> _Short problem A_: Decide whether each statement below agrees with the Olympic wrestling text, answering yes or no and quoting the words of the text that settle it: (i) the competition was held at the China Agricultural University Gymnasium; (ii) each round of a bout lasts three minutes; (iii) a wrestler who loses to one of the two finalists moves into the repechage.
> _Short problem B_: Reproduce the passage of the Olympic wrestling text starting with "Men's Greco-Roman 74 kilograms" and going on through "thus the match).".

> _Source_:
*****
- Venue: China Agricultural University Gymnasium
- Date: 13 August 2008
- Competitors: 20 from 20 nations

Medalists
- 1st place, gold medalist(s):  / Manuchar Kvirkvelia / Georgia
- 2nd place, silver medalist(s):  / Chang Yongxiang / China
- 3rd place, bronze medalist(s):  / Yavor Yanakiev / Bulgaria
- 3rd place, bronze medalist(s):  / Christophe Guénot / France

= Wrestling at the 2008 Summer Olympics – Men's Greco-Roman 74 kg =

Men's Greco-Roman 74 kilograms competition at the 2008 Summer Olympics in Beijing, China, was held on August 13 at the China Agricultural University Gymnasium.

This Greco-Roman wrestling competition consists of a single-elimination tournament, with a repechage used to determine the winner of two bronze medals. The two finalists face off for gold and silver medals. Each wrestler who loses to one of the two finalists moves into the repechage, culminating in a pair of bronze medal matches featuring the semifinal losers each facing the remaining repechage opponent from their half of the bracket.

Each bout consists of up to three rounds, lasting two minutes apiece. The wrestler who scores more points in each round is the winner of that rounds; the bout ends when one wrestler has won two rounds (and thus the match).

==Schedule==
All times are China Standard Time (UTC+08:00)
*****
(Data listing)
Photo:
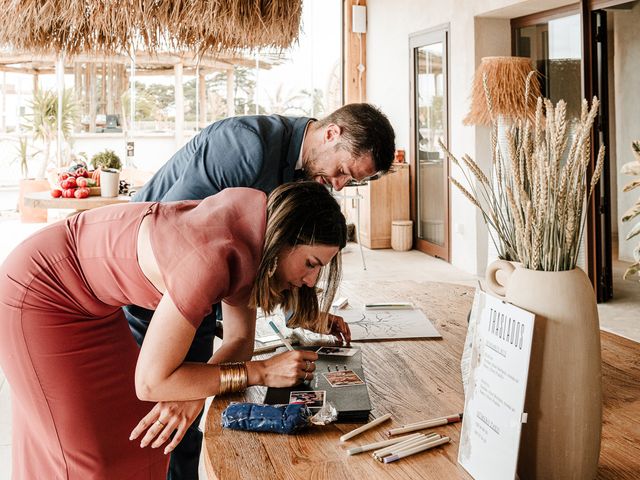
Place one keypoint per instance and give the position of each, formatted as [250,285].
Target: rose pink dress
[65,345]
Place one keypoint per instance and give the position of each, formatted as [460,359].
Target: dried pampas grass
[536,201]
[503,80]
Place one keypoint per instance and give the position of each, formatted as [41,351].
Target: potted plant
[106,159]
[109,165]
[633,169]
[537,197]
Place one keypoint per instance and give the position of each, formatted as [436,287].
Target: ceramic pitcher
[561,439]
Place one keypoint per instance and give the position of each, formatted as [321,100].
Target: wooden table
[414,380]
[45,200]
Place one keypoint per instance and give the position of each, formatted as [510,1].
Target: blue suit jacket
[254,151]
*****
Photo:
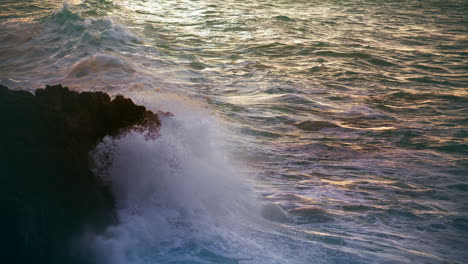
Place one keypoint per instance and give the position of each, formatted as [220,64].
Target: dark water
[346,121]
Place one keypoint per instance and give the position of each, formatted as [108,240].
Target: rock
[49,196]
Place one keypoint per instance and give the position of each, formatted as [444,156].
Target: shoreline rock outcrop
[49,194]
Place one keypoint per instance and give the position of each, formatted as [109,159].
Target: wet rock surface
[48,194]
*****
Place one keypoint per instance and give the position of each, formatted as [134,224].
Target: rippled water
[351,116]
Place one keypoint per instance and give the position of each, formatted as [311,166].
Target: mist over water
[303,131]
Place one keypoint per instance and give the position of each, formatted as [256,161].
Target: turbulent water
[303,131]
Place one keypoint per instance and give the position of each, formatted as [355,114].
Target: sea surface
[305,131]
*****
> _Complete answer A_:
(i) Yes: "was held on August 13 at the China Agricultural University Gymnasium."
(ii) No: "Each bout consists of up to three rounds, lasting two minutes apiece."
(iii) Yes: "Each wrestler who loses to one of the two finalists moves into the repechage"

> _Complete answer B_:
Men's Greco-Roman 74 kilograms competition at the 2008 Summer Olympics in Beijing, China, was held on August 13 at the China Agricultural University Gymnasium.

This Greco-Roman wrestling competition consists of a single-elimination tournament, with a repechage used to determine the winner of two bronze medals. The two finalists face off for gold and silver medals. Each wrestler who loses to one of the two finalists moves into the repechage, culminating in a pair of bronze medal matches featuring the semifinal losers each facing the remaining repechage opponent from their half of the bracket.

Each bout consists of up to three rounds, lasting two minutes apiece. The wrestler who scores more points in each round is the winner of that rounds; the bout ends when one wrestler has won two rounds (and thus the match).